O que se pede
Reproduza sem nenhuma alteração todas as linhas dos registros abaixo, do primeiro ao último.
═══
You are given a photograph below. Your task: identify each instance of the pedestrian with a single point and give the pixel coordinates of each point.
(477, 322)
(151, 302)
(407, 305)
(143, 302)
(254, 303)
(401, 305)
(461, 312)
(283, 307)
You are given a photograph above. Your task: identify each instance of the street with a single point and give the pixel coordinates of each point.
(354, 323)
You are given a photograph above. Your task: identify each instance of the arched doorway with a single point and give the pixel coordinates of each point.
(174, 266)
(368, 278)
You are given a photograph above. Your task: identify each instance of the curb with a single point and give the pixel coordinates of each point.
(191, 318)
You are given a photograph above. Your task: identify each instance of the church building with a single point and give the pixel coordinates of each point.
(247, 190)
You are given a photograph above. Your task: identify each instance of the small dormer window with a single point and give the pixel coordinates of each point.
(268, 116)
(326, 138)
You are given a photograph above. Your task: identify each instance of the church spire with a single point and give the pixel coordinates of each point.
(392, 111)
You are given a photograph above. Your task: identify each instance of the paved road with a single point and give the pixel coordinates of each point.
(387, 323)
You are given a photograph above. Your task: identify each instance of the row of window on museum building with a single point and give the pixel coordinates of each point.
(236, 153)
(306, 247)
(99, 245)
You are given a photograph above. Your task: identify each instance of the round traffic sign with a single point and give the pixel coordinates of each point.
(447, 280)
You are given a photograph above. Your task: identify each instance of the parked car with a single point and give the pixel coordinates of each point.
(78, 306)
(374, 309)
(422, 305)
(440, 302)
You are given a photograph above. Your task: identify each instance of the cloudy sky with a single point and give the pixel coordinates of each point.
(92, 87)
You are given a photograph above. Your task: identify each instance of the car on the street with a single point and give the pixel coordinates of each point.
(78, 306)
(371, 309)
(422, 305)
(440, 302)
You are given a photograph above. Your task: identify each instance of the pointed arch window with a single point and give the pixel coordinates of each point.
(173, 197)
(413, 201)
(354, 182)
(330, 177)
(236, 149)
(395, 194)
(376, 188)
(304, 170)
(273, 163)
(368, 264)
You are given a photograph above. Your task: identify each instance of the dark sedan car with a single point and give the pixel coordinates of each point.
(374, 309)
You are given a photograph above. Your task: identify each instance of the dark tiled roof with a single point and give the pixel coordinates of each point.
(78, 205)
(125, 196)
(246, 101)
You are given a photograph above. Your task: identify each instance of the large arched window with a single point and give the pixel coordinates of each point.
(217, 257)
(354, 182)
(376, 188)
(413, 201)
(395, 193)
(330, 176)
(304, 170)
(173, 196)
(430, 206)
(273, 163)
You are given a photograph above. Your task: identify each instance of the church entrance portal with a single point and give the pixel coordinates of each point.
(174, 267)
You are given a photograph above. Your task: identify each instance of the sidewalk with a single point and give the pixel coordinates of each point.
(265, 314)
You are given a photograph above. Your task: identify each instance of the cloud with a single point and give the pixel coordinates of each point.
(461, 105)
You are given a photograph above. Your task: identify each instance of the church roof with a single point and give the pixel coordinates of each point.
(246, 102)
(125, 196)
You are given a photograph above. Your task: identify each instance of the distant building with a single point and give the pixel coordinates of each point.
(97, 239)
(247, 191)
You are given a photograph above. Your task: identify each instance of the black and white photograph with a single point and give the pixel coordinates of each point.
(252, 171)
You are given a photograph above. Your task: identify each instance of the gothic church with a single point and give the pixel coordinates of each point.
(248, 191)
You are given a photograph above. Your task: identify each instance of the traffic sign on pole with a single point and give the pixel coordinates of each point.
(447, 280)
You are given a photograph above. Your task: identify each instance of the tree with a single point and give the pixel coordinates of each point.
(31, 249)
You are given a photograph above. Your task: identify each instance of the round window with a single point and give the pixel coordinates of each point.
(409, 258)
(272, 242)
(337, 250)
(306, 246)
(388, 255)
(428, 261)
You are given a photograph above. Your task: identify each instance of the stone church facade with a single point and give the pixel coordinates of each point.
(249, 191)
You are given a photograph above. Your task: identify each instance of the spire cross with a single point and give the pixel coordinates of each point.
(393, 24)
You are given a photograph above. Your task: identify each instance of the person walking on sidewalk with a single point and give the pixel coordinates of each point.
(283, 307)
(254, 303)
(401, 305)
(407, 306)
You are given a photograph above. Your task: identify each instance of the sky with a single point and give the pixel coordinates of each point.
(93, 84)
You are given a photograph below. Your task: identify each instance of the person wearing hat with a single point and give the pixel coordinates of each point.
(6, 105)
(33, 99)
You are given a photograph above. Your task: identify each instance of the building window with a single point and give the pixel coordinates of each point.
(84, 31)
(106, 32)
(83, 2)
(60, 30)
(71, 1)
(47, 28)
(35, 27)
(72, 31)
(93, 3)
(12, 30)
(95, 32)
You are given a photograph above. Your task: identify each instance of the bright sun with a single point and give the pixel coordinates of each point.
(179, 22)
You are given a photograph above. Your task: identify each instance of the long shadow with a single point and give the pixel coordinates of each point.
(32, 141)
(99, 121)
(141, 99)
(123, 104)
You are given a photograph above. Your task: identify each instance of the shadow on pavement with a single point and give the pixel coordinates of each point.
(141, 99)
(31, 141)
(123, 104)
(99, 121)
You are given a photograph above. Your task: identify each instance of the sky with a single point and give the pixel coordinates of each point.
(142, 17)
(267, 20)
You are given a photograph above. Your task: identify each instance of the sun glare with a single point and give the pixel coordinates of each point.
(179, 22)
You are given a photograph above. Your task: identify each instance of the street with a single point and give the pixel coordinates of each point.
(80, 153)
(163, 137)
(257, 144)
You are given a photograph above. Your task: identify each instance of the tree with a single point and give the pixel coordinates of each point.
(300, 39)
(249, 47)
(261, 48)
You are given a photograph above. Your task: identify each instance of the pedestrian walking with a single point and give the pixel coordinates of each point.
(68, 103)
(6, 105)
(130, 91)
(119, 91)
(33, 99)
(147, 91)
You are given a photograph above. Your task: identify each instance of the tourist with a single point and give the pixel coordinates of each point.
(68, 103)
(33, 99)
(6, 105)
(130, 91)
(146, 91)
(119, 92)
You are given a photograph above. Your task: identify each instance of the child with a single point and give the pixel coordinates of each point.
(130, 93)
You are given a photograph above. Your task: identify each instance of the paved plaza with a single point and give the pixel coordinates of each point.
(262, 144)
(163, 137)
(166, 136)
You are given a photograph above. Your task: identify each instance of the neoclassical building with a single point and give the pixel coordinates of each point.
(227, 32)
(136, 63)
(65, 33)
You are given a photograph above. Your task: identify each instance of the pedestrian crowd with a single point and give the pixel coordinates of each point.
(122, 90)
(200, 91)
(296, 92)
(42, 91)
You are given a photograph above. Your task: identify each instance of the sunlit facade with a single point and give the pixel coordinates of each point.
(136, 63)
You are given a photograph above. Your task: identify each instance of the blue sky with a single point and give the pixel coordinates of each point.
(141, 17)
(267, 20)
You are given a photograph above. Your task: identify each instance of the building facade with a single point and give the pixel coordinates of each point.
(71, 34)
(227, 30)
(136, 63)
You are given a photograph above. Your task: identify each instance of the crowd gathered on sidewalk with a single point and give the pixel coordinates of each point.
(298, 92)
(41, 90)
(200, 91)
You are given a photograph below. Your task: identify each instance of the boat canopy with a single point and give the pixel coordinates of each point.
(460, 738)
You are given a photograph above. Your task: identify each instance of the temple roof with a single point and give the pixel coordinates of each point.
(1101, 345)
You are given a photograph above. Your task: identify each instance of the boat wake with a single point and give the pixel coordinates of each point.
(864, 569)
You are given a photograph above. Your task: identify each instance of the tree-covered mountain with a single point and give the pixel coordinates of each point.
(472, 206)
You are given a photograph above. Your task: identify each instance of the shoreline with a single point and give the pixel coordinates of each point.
═══
Resultado correto
You are given a photograph below. Your task: identify each instance of the pedestrian with a single point and give the pixel coordinates of each point.
(477, 322)
(151, 302)
(407, 305)
(143, 302)
(254, 303)
(401, 305)
(461, 312)
(283, 307)
You are given a photograph above. Your task: identify each instance of the street with a single point and give the pixel coordinates of each point.
(354, 323)
You are given a photograph above. Your task: identify each instance of the arched doorway with a single point and give the pixel coordinates of each point.
(174, 266)
(368, 278)
You are given a photograph above. Your task: identify each instance of the curb with a single point and give the pixel coordinates of each point.
(191, 318)
You are given a photograph above. Your task: identify each instance of the church building with a single point and give the pixel coordinates of each point.
(247, 190)
You are given a photograph above. Your task: identify each instance of the small dormer window with a single point and give the pixel coordinates of each point.
(268, 116)
(326, 138)
You are given a photograph above. Your task: identify each instance of the church spire with a single point and give the pixel coordinates of each point.
(392, 111)
You are given a photograph above. Your task: identify each instance of the paved road with a single point and give the pixel coordinates of each point.
(387, 323)
You are given a photograph above. Your task: identify each instance of the row of window on museum building with a single point and give the pixel coordinates of each point.
(236, 153)
(306, 247)
(99, 245)
You are given a photograph above. Your task: identify each instance of the round traffic sign with a single point and give the pixel coordinates of each point.
(447, 280)
You are given a photograph above. Your task: identify each instance of the parked car with a single point and give the pixel coordinates of each point.
(78, 306)
(374, 309)
(422, 305)
(440, 302)
You are given a photograph above. Your task: identify each instance of the cloudy sky with a single point and give the pixel coordinates of each point.
(92, 87)
You are given a photograph above. Your task: identify each instance of the car on the street with a single point and give the pixel coordinates of each point.
(78, 306)
(371, 309)
(422, 305)
(440, 302)
You are given a photograph above. Your task: identify each instance of the pointed arch window with a single point and give the pixel coordinates of each point.
(173, 197)
(413, 201)
(354, 182)
(330, 177)
(236, 149)
(395, 194)
(376, 188)
(304, 170)
(273, 163)
(368, 264)
You are given a photograph above. Your task: identify each instance of the dark sedan car with a single point and give the pixel coordinates of each point.
(374, 309)
You are given a photograph above. Your task: identify each instance of the dark tiled roof with a single point and give the pixel coordinates of each point.
(78, 205)
(125, 196)
(246, 101)
You are given a photograph above. Your task: identify each instance of the large arched window with a single point and give the pixel coordinates of each point.
(217, 257)
(354, 182)
(376, 188)
(413, 201)
(395, 193)
(330, 176)
(304, 170)
(173, 196)
(430, 206)
(273, 163)
You are given a photograph above. Your task: identify each instance of the church entrance portal with a single point and give the pixel coordinates of each point.
(174, 267)
You are given a photograph above. Your task: identify each instance of the sidewalk with a single point and give the pixel coordinates of each point.
(265, 314)
You are given a photograph above. Your task: identify each instance of the cloud with a single point and give the pixel coordinates of each point.
(461, 105)
You are given a photograph above. Your task: identify each instance of the church roof with a single point and give the pixel coordinates of each point.
(246, 102)
(125, 196)
You are given a photograph above. Your task: identify each instance of the distant building with a single point and give the pixel coordinates of each point.
(97, 239)
(247, 191)
You are given a photograph above. Your task: identify each instance of the black and white photograph with a single point and give the pixel coordinates of each point.
(252, 171)
You are given a photograph above. Your task: identify each instance of the gothic church with a single point and give the pixel coordinates of each point.
(248, 191)
You are given a photograph above. Your task: identify each instance of the traffic sign on pole with a single point and give the pixel coordinates of each point.
(447, 280)
You are given a photograph above. Your task: identify each instance of the tree with a single point and give the pixel coordinates of each point.
(31, 249)
You are given a photograph above. Your task: identify each instance of the round window with a single point and give the pixel coordinates of each point.
(409, 258)
(272, 242)
(337, 250)
(306, 246)
(388, 255)
(428, 261)
You are given a photograph above. Your task: identify each instance of the stone church facade with a single point and give the pixel coordinates of each point.
(249, 191)
You are given a photograph above. Your task: identify each instance of the spire cross with a single point and give the pixel coordinates of each point.
(393, 24)
You are given a photograph above. Your task: identify each instance of the person walking on sidewalk with a single point and give the pixel coordinates of each point.
(283, 307)
(254, 303)
(401, 305)
(407, 306)
You are given a photograph above. Your task: identify each instance of the sky with a single point and give the pixel coordinates of each point.
(93, 84)
You are given a photograph below. Your task: identify each instance of the person wearing hat with a single point and give the pixel coordinates of each point.
(6, 105)
(33, 99)
You are given a photograph above. Your task: identify each instance of the building window with a single point and give the pixel coordinates of each point.
(84, 31)
(106, 32)
(83, 2)
(60, 30)
(71, 1)
(47, 28)
(35, 27)
(72, 31)
(93, 3)
(12, 30)
(95, 32)
You are given a photograph above. Your task: identify each instance of the bright sun with a single point and give the pixel coordinates of each point.
(179, 22)
You are given a photograph above. Your task: identify each instance of the long shadow with a single point and give the pixel coordinates of each point.
(32, 141)
(99, 121)
(141, 99)
(123, 104)
You are given a photograph above. Your task: identify each instance of the shadow on pavement with a single point and give the pixel coordinates of each point.
(141, 99)
(31, 141)
(123, 104)
(99, 121)
You are given a photograph above. Your task: identify each instance of the sky with a single point and give the pixel coordinates of each point.
(142, 17)
(267, 20)
You are given a photograph above. Your task: identify each instance of the sun glare with a single point and give the pixel coordinates of each point.
(179, 22)
You are given a photograph above. Your task: identify each instance of the street with a single point and give the pixel coordinates of each point.
(80, 153)
(163, 137)
(257, 144)
You are given a photograph above. Your task: identify each instance of the tree with a single point and give the pixel coordinates of each point.
(300, 39)
(249, 47)
(261, 48)
You are given a photograph above. Your task: identify each instance of the pedestrian walking with a single point and give the pixel coordinates of each point.
(68, 103)
(6, 105)
(130, 91)
(119, 91)
(33, 99)
(147, 91)
You are given a photograph above. Your task: identify each instance of the tourist with a single point and give the pixel coordinates of each point.
(68, 103)
(33, 99)
(6, 105)
(130, 91)
(146, 91)
(119, 92)
You are given a photograph above. Your task: identify each instance of the child with a single point and give the pixel coordinates of each point.
(130, 93)
You are given a photograph above. Your task: identify each instance of the paved plaza with a single point and give the pixel coordinates of each point.
(262, 144)
(163, 137)
(166, 136)
You are given a photograph above. Your task: identify each instance of the neoclassical building with a single point and give the pixel coordinates of each point.
(227, 32)
(136, 63)
(65, 33)
You are given a photograph above. Your task: identify each instance of the pedestrian crowd with a single point and give the pixel coordinates of each point.
(122, 90)
(200, 91)
(296, 92)
(42, 91)
You are given a photograph above. Your task: identify each instance of the sunlit facade with a single point and give the pixel coordinates of each point.
(136, 63)
You are given a photograph above. Your task: identify each instance of the blue sky with a single point and give the pixel coordinates of each point.
(141, 17)
(267, 20)
You are given a photograph above. Your task: identify each instance of the building facade with a single point and give the pixel coordinates of each point.
(71, 34)
(227, 30)
(136, 63)
You are given a photograph above. Your task: identify each instance of the crowd gathered on sidewalk with a single point and give the pixel coordinates of each point.
(298, 92)
(41, 90)
(200, 91)
You are given a photograph below. Your task: identify each instance of the boat canopy with a single point and give the pixel coordinates of each point.
(460, 738)
You are given a photograph above. Your task: identify each instance of the temple roof with a single point and give the pixel coordinates of each point.
(1101, 345)
You are given a photograph above. Your task: identify each instance of the boat wake with a single point and give the pixel coordinates of each point.
(864, 569)
You are given a photograph above. Your task: identify each instance of the tree-covered mountain with a single point and give the pixel coordinates of each point.
(472, 206)
You are given a photograph above. Your task: identify each instance of the shoreline with a single point and give the pixel coordinates of each point.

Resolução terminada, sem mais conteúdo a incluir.